## Exercise aim
Copy every line of the material below word for word, changing nothing.

Records:
·····

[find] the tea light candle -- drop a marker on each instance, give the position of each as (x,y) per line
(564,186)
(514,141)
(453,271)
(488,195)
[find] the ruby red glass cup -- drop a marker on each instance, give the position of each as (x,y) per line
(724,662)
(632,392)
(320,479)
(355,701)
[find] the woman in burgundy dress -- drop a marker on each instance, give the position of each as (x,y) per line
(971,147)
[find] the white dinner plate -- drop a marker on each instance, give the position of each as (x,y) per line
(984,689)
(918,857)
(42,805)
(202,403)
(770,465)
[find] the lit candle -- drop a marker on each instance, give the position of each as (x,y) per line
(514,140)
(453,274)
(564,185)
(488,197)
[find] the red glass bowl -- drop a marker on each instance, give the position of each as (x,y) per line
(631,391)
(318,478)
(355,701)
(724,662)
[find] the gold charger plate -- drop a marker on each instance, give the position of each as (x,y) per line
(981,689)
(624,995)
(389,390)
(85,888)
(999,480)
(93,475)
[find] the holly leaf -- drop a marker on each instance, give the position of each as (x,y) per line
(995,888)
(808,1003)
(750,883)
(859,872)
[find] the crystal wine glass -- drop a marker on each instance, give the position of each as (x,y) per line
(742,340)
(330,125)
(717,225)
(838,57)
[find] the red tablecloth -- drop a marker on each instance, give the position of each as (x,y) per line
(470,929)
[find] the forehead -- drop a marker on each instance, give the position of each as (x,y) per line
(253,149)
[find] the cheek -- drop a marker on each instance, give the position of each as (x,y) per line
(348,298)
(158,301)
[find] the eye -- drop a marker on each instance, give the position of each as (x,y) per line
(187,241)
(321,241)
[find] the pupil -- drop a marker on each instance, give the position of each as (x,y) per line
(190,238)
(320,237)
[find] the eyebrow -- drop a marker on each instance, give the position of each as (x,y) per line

·····

## Reply to the exercise
[find] the tea light candle -- drop a marker on each instance, give the position of each as (x,y) per line
(564,186)
(514,141)
(453,271)
(488,195)
[find] the ruby red glass cup -- drop a marker on each instance, give the position of each as (x,y) per line
(724,662)
(632,392)
(320,479)
(355,701)
[find] the woman in burgundy dress -- drop a marker on each instance, give the position of each as (x,y) per line
(971,147)
[find] the white dinner plate -- drop a marker on each instance, give the position of each as (x,y) per line
(984,689)
(918,857)
(42,805)
(202,403)
(770,465)
[find] the lit candle -- drop a marker on each instance, give the position of each as (x,y) per line
(514,140)
(453,274)
(564,185)
(488,197)
[find] the red glass bowl -- drop a marker on each instance, give the position of each as (x,y) per line
(631,391)
(318,478)
(355,701)
(724,662)
[find] the gold charger plate -- drop a marker on each instance, give the position of each as (x,y) per line
(981,689)
(624,995)
(389,390)
(85,888)
(999,480)
(93,475)
[find] the holly leaf -- drop a marker on each instance, give the position of each as (x,y) per line
(995,888)
(808,1003)
(750,883)
(859,872)
[find] the crystal wine glass -- drop a marker on each instance, give the position of each as (x,y) per line
(742,340)
(330,125)
(717,225)
(838,57)
[find] the red tablecloth -- drop a marker on each instance, give the position of each as (x,y) per line
(470,929)
[find] the forehead -- drop a marker on each instance, give the position of each as (x,y) per line
(253,149)
[find] the cheek -- drop a marker on each instance, give the position of each as (x,y) per line
(348,298)
(158,301)
[find] the eye -- drop a marker on each instance, give the position of each as (x,y) per line
(187,241)
(321,241)
[find] the pupil -- drop a marker on each instance, give the position of each as (x,y) per line
(190,238)
(320,237)
[find] the eyebrow -- drop a marker on each instance, give the position of each as (x,y) per line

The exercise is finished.